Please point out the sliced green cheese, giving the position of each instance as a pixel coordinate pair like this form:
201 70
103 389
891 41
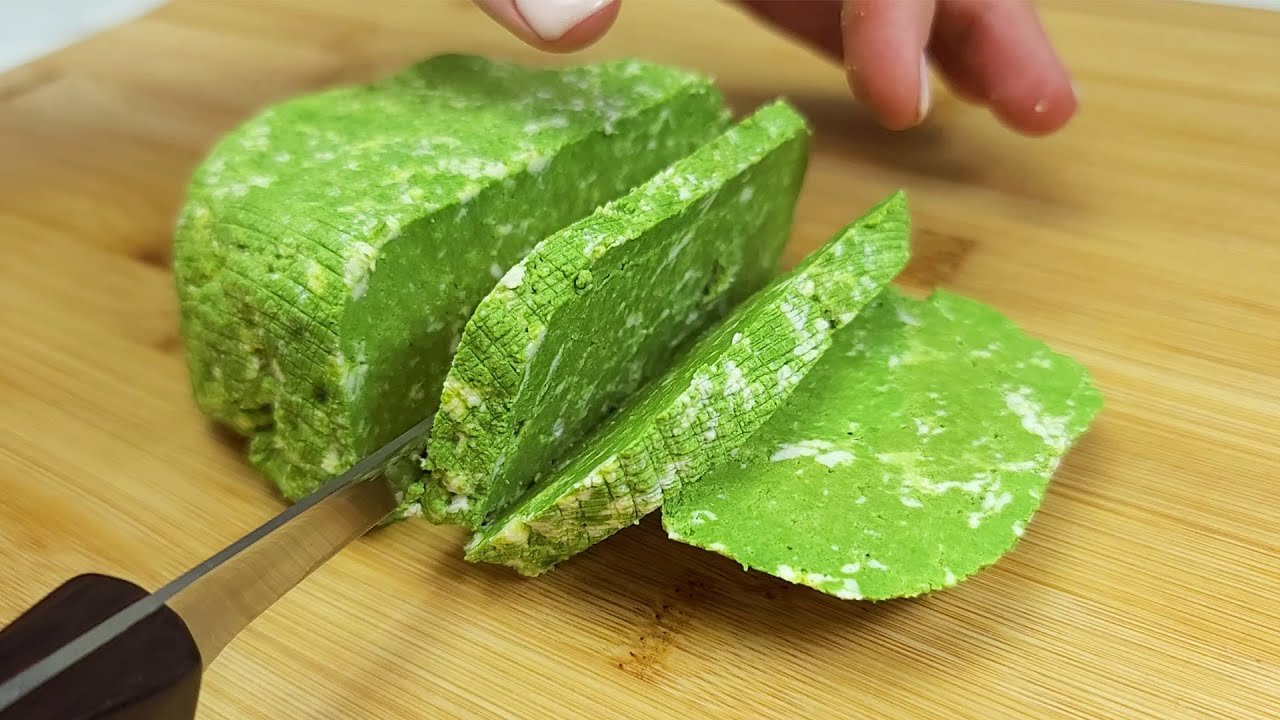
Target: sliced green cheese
685 423
598 308
333 246
910 458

*Request*.
Please rewrite every line of the records above, requests included, and leave out the pictures. Scale each pixel coordinate in the answers by 1.65 and round to the nearest whole number, with halves rounding up. Keep the number pairs in the requests unchanged.

*Solution for this problem*.
Please point out the sliced green cheese, giving the position of each instance as a pixel coordinate pair like this form:
201 70
103 389
891 41
Target: sliced green cheese
1130 698
987 508
549 406
1502 756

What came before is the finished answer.